» **TEXTAUSZUG**
—————
Während der Marientracht sind die Devotionalien-Geschäfte in der City geschlossen. Besonders die Inhaber der Eisdielen sind vorher ermahnt worden, den Betrieb während des kirchlichen Umzugs ruhen zu lassen.

Ebenfalls eine Marientracht in Kevelaer, allerdings jene zum Wallfahrtsjubiläum im Jahr 1992.

Wenige Tage nach dem Festtag kritisiert Dechant Janssen - während der Wallfahrtseröffnung - erneut die „Profanisierung“ am Gnadenort. Es sei unpassend und geschmacklos, Teddybären neben Madonnenfiguren auszustellen, Faschingsartikel neben Rosenkränzen, Medaillen zwischen Taschenmessern und Pfeifenköpfen zu platzieren.
—————
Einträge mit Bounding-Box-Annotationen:
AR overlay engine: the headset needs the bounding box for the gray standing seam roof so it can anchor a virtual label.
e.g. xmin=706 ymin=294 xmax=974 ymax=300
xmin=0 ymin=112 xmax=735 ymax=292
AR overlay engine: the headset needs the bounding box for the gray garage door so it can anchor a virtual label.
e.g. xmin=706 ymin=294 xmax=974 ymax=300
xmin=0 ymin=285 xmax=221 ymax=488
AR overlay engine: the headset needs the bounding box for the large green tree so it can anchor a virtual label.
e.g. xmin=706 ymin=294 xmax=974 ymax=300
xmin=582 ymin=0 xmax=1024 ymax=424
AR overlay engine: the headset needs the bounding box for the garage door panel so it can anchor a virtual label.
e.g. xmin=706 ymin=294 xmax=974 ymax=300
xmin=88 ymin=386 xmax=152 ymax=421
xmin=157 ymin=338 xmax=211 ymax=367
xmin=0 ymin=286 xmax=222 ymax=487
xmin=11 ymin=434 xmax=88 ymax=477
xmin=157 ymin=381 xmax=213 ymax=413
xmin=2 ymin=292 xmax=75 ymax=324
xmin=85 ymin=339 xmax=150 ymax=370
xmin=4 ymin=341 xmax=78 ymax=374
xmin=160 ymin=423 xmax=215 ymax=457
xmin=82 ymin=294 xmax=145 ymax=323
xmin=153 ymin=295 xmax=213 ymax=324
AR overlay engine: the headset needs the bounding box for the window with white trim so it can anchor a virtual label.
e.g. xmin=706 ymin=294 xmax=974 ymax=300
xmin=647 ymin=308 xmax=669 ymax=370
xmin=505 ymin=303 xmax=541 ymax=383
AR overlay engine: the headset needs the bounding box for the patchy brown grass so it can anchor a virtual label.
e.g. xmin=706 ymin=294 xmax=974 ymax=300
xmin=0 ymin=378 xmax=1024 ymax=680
—————
» **KURZE ÜBUNG A**
Wer kritisiert laut dem Textauszug wenige Tage nach dem Festtag die „Profanisierung“ am Gnadenort?
» **KURZE ÜBUNG B**
Geben Sie bitte den Textauszug von „Ebenfalls eine Marientracht“ bis „Pfeifenköpfen zu platzieren.“ wortgetreu wieder.
Maßgeblich ist allein der Textauszug.

» **VOLLSTÄNDIGE AUSGABE A**
Dechant Janssen.

» **VOLLSTÄNDIGE AUSGABE B**
Ebenfalls eine Marientracht in Kevelaer, allerdings jene zum Wallfahrtsjubiläum im Jahr 1992.

Wenige Tage nach dem Festtag kritisiert Dechant Janssen - während der Wallfahrtseröffnung - erneut die „Profanisierung“ am Gnadenort. Es sei unpassend und geschmacklos, Teddybären neben Madonnenfiguren auszustellen, Faschingsartikel neben Rosenkränzen, Medaillen zwischen Taschenmessern und Pfeifenköpfen zu platzieren.